## THE INPUT
>>

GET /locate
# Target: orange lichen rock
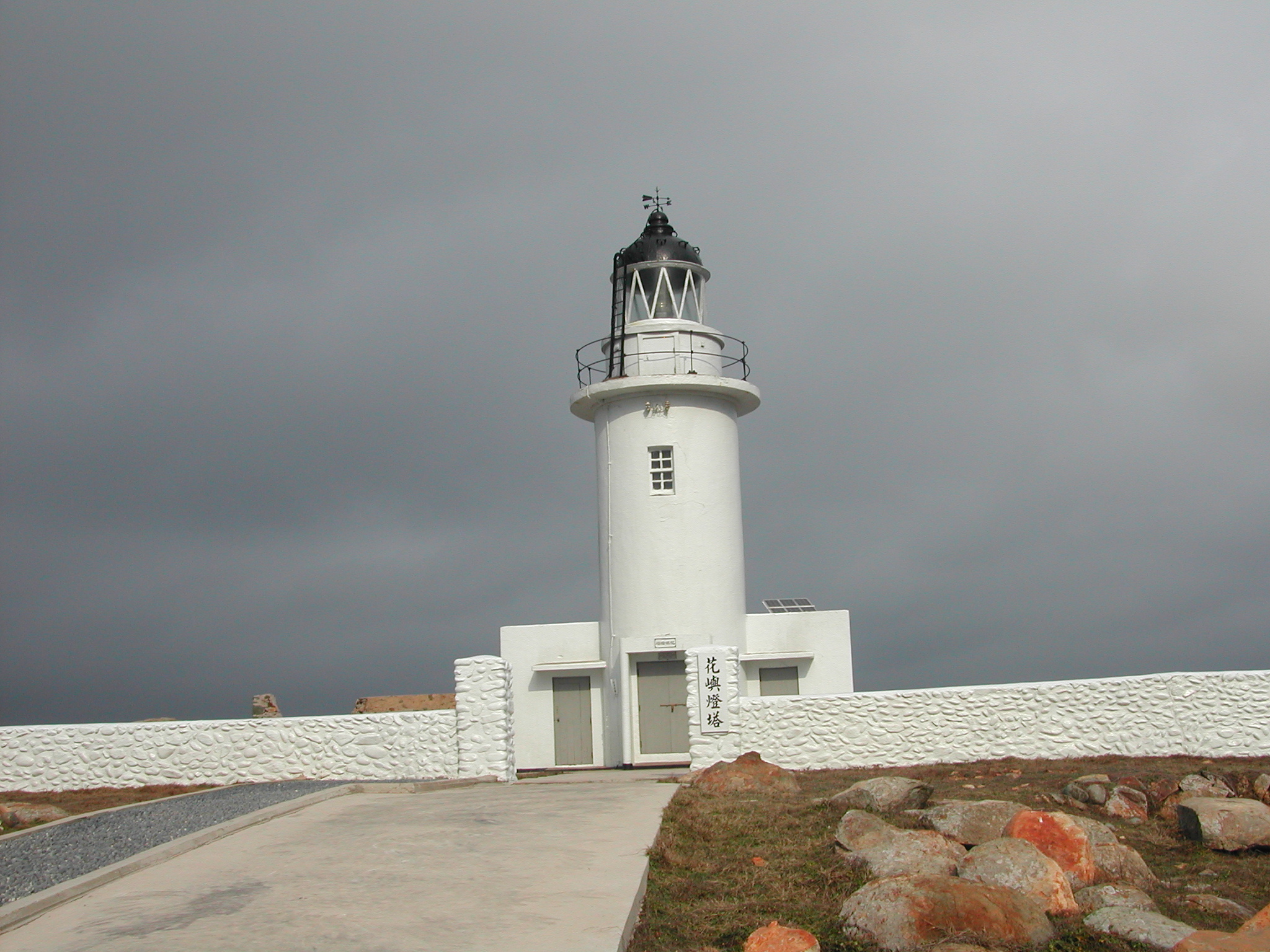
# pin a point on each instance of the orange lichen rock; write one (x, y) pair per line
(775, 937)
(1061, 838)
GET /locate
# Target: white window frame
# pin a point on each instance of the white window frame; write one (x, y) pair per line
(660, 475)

<<
>>

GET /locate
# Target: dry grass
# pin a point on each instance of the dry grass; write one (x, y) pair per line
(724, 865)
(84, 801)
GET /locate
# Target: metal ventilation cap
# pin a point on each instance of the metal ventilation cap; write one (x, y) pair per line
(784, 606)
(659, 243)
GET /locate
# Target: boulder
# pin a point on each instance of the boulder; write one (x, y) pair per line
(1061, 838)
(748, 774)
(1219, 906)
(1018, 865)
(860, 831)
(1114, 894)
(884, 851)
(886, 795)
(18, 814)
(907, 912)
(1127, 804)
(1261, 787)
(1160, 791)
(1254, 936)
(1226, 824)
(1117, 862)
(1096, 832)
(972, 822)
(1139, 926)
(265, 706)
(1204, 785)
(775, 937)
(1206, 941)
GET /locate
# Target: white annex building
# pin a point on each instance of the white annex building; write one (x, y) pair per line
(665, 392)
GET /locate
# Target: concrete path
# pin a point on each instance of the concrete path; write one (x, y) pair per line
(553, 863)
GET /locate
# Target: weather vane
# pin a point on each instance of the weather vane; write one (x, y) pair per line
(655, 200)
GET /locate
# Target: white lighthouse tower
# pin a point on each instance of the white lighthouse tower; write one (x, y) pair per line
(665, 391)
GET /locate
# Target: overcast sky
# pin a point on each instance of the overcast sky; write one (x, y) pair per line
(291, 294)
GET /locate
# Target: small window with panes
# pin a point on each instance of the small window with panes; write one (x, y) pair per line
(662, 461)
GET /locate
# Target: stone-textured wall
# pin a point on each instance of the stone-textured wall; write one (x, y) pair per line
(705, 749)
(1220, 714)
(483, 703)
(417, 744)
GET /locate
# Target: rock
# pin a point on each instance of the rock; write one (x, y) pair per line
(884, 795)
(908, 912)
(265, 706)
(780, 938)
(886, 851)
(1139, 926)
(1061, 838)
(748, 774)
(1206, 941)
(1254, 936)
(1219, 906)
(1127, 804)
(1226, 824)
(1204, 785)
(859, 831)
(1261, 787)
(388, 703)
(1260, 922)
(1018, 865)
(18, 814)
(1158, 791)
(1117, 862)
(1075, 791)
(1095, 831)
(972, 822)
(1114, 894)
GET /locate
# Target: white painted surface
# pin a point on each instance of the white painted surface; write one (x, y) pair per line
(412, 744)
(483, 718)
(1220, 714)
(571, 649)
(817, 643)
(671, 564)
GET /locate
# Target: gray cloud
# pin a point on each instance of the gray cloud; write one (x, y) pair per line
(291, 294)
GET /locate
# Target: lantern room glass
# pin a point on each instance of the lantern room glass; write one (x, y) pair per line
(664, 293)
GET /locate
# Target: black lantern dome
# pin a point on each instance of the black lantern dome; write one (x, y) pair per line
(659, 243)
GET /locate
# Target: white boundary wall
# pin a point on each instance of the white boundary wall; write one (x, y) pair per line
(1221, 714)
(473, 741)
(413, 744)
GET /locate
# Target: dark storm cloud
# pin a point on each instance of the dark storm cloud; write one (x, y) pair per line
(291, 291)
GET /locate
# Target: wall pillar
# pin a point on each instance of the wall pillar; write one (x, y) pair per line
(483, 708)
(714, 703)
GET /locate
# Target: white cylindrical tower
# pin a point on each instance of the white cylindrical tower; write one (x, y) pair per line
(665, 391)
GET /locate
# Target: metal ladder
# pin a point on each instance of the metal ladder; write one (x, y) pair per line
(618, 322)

<<
>>

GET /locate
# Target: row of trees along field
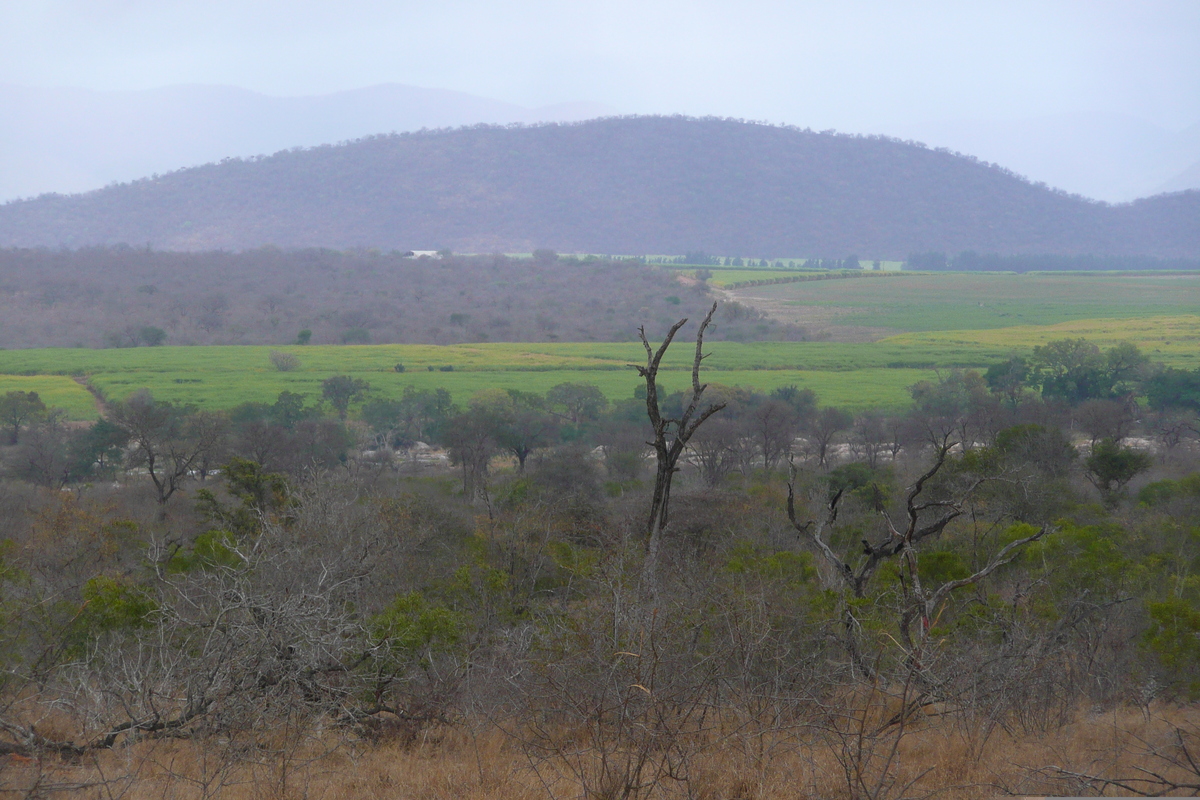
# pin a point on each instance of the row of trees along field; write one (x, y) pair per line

<<

## WHAT TO WORK ON
The entries above hold the needed span. Transcribe exactly the lines from the one with "# pin a point on each instance of the boulder;" to the one with "# Target: lantern room glass", both included.

## SOLVED EXERCISE
# pin a point on each instance of the boulder; write one (x, y) pair per line
(1061, 838)
(748, 774)
(1219, 906)
(1018, 865)
(860, 831)
(1114, 894)
(884, 851)
(886, 795)
(18, 814)
(907, 912)
(1127, 804)
(1261, 787)
(1160, 791)
(1254, 936)
(1226, 824)
(1117, 862)
(1096, 832)
(972, 822)
(1139, 926)
(265, 706)
(1204, 785)
(775, 937)
(1206, 941)
GET /locate
# Target: white annex building
# pin a point on each instance of the white annex building; write one (x, y) pair per line
(665, 392)
GET /locate
# Target: concrete path
# pin a point on each instance of the concrete path; write one (x, y) pair per line
(553, 863)
GET /locate
# Target: weather vane
# pin a point on each instance of the weather vane; write one (x, y) pair per line
(655, 200)
GET /locate
# Target: white lighthouse tower
# pin a point on each instance of the white lighthouse tower; write one (x, y) pair per line
(665, 391)
GET /locate
# Target: overcast sky
# pin a point on each instance of the overcast sky; write one (x, y) pair per line
(291, 294)
GET /locate
# Target: small window with panes
# pin a point on each instance of the small window with panes; write one (x, y) pair per line
(662, 461)
GET /locate
# Target: stone-textured wall
# pin a point on each instance of the stone-textured wall; write one (x, y) pair per line
(705, 749)
(1220, 714)
(483, 703)
(417, 744)
GET /locate
# Target: rock
# pin a point on each instance of the rock; write one (x, y) pair per line
(884, 795)
(908, 912)
(265, 706)
(780, 938)
(886, 851)
(1139, 926)
(1061, 838)
(748, 774)
(1206, 941)
(1254, 936)
(1219, 906)
(1127, 804)
(1226, 824)
(1204, 785)
(859, 831)
(1261, 787)
(388, 703)
(1260, 922)
(1018, 865)
(18, 814)
(1158, 791)
(1117, 862)
(1075, 791)
(1095, 831)
(972, 822)
(1114, 894)
GET /locate
# Target: white painted surface
# pin a point on each instance of the white painted surface; write one (x, y) pair per line
(412, 744)
(483, 718)
(1220, 714)
(571, 649)
(817, 643)
(671, 564)
GET /locate
# Target: gray cloud
# pin a point on each instance of the gray cloud; write one (x, y) pair per line
(291, 294)
GET /locate
# Target: lantern room glass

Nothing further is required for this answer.